> TASK OBJECTIVE: Please update the material below by changing every "pixel coordinates" to "image coordinates" and leaving everything else unchanged.
* Begin *
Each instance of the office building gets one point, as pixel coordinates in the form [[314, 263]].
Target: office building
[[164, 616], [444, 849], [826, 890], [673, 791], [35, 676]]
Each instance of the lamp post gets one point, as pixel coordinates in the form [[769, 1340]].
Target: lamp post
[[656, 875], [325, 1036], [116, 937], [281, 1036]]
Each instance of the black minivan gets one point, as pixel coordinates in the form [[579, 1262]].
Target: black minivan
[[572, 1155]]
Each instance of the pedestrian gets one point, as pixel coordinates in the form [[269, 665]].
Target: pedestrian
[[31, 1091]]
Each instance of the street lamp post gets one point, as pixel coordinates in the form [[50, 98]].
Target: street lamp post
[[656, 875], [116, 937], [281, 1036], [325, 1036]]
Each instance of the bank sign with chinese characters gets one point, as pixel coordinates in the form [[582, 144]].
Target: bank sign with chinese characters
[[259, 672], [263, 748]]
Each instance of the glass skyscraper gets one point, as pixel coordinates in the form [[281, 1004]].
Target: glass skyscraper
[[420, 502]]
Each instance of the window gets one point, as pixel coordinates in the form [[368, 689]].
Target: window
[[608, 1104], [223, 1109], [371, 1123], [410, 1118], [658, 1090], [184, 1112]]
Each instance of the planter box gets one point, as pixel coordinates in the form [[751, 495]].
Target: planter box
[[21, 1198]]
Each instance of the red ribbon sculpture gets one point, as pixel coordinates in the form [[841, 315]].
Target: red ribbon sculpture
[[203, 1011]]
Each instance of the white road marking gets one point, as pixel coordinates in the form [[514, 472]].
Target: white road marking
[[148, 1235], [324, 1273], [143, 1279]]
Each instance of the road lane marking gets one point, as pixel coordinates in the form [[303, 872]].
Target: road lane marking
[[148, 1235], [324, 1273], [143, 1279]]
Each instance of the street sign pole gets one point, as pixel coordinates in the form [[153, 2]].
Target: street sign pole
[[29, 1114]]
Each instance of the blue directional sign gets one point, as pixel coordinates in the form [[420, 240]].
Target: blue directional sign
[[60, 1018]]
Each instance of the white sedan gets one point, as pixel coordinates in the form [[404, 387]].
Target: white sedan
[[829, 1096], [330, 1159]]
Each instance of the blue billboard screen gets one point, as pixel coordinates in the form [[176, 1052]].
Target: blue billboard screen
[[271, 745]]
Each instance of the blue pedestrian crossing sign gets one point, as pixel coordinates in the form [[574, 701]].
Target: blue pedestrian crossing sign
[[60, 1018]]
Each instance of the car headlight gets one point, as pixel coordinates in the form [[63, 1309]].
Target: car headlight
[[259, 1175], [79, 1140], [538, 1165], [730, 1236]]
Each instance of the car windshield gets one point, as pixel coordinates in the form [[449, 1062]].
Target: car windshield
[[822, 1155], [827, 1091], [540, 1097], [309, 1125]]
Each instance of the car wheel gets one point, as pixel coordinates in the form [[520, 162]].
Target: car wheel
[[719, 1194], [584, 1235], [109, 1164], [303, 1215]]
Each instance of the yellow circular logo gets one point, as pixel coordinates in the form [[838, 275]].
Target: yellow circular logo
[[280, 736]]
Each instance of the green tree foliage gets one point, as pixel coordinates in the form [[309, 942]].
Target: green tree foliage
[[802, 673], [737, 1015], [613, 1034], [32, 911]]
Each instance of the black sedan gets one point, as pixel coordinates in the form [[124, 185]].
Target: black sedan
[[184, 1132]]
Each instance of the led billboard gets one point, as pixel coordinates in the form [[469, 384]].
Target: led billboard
* End *
> RESULT OF THIS EXERCISE:
Each instance of the office building gets one point, as image coordinates in the form [[314, 263]].
Target: office building
[[164, 616], [444, 849], [826, 890], [673, 791], [35, 676]]
Each instance of the lamp post gets one point, as image coordinates in the form [[769, 1340]].
Target: lamp post
[[656, 875], [325, 1036], [116, 937], [281, 1036]]
Each instance of the black minivan gets one point, as image coordinates in the form [[579, 1262]].
Target: black minivan
[[572, 1155]]
Each instance of the pedestrian gets one point, as image coordinates in the form [[269, 665]].
Target: pedestrian
[[31, 1091]]
Each instance of the street lamp post gets one point, as image coordinates in the form [[50, 98]].
Target: street lamp post
[[656, 875], [116, 937], [281, 1036], [325, 1036]]
Each instance of the bank sign with chinese characters gets one point, as image coordinates in the form [[582, 144]].
Target: bank sign with chinese characters
[[259, 672], [263, 748]]
Each instance of the glass skyscraper gets one point, as image coordinates in the form [[281, 1004]].
Target: glass skyscraper
[[420, 502]]
Each instance of the window gets one point, as image coordinates in the form [[368, 689]].
Target: window
[[608, 1104], [223, 1109], [371, 1123], [410, 1118], [658, 1090], [184, 1112]]
Each instance of the planter box gets one point, as image coordinates in the form [[751, 495]].
Target: planter box
[[21, 1198]]
Each instance of the red ribbon sculpture gets one point, as image coordinates in the form [[841, 315]].
Target: red ribbon sculpture
[[203, 1011]]
Each instance of the white road marking gets one point, as image coordinates in the form [[514, 472]].
Target: white road marking
[[148, 1235], [324, 1273], [143, 1279]]
Each instance of the road lane marking gets one point, as image coordinates in the form [[303, 872]].
Target: road lane marking
[[148, 1235], [324, 1273], [143, 1279]]
Each instance of the street sign pole gets one point, as image coordinates in the form [[153, 2]].
Target: street sign pole
[[29, 1114]]
Each instance of the blue directional sign gets one point, as image coordinates in the form [[420, 240]].
Target: blue directional sign
[[60, 1018]]
Each instance of the white sedan gets one point, as image coordinates in the form [[404, 387]].
Target: white sedan
[[829, 1096], [330, 1159]]
Each instance of the blue billboard screen gets one point, as image coordinates in the form [[176, 1052]].
Target: blue billboard screen
[[271, 745]]
Each instance of the blue pedestrian crossing sign gets one point, as image coordinates in the form [[574, 701]].
Target: blue pedestrian crossing sign
[[60, 1018]]
Each instance of the car headlight gets one point, as image coordinates in the form [[63, 1309]].
Target: car headlight
[[259, 1175], [79, 1140], [538, 1165], [730, 1236]]
Each instance of the car windshield gets one point, as image coordinates in the form [[449, 1062]].
Target: car windshield
[[822, 1155], [827, 1091], [540, 1097], [309, 1125]]
Each instance of the car wheel gets one point, as image coordinates in the form [[520, 162]].
Target: car wheel
[[719, 1194], [584, 1235], [109, 1164], [303, 1215]]
Each instance of the yellow circular logo gets one point, as image coordinates in the form [[838, 275]].
Target: yellow circular logo
[[280, 736]]
Each instance of the green tree foliage gets one point, as image coordinates in the form [[309, 942]].
Target: green tree foliage
[[802, 673], [737, 1015], [613, 1034], [32, 911]]
Each instance of the black sedan gets one point, as image coordinates in the form [[124, 185]].
Target: black sedan
[[184, 1132]]
Each instance of the led billboard gets one point, as image coordinates in the form [[469, 384]].
Target: led billboard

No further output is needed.